- WHAT YOU NEED TO DO
Swap "Indicate" for "Mark" throughout the items below and write them out again with nothing else changed. Leave out the pictures.

- TASK INPUT
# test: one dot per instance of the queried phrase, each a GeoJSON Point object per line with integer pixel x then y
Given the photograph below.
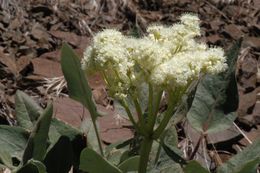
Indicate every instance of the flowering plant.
{"type": "Point", "coordinates": [167, 60]}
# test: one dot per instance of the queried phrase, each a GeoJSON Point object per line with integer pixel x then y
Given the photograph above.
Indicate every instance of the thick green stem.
{"type": "Point", "coordinates": [139, 112]}
{"type": "Point", "coordinates": [146, 147]}
{"type": "Point", "coordinates": [153, 109]}
{"type": "Point", "coordinates": [173, 101]}
{"type": "Point", "coordinates": [129, 114]}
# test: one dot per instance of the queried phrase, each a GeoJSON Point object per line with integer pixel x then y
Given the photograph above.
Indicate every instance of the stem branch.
{"type": "Point", "coordinates": [146, 147]}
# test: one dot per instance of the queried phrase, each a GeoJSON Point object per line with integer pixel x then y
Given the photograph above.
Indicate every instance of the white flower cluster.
{"type": "Point", "coordinates": [166, 56]}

- OUTPUT OF THE EXERCISE
# test: one dot per instance of the queried phrase, each a GeoJSON Point object per line with integer pixel x then y
Given the photograph below.
Mark every instance of the flowering plant.
{"type": "Point", "coordinates": [167, 60]}
# test: one dot per instance of the queried phrase, each a GeoJSON Point object per line with integer pixel x then y
Given the photograph above.
Mark every instance of the thick green stem.
{"type": "Point", "coordinates": [139, 112]}
{"type": "Point", "coordinates": [146, 147]}
{"type": "Point", "coordinates": [153, 109]}
{"type": "Point", "coordinates": [173, 101]}
{"type": "Point", "coordinates": [129, 114]}
# test: one dot per instance of the queried phrase, each a GeoJSON Point object per line with integer pixel x then y
Given the photograph above.
Mark every instance of the stem branch.
{"type": "Point", "coordinates": [146, 147]}
# test: one dot per instance of the queried phrase, each a GeoJSON Point object per line with integer pixel x then y
Given the photograph above.
Mark every instance of the white flower cluster.
{"type": "Point", "coordinates": [166, 56]}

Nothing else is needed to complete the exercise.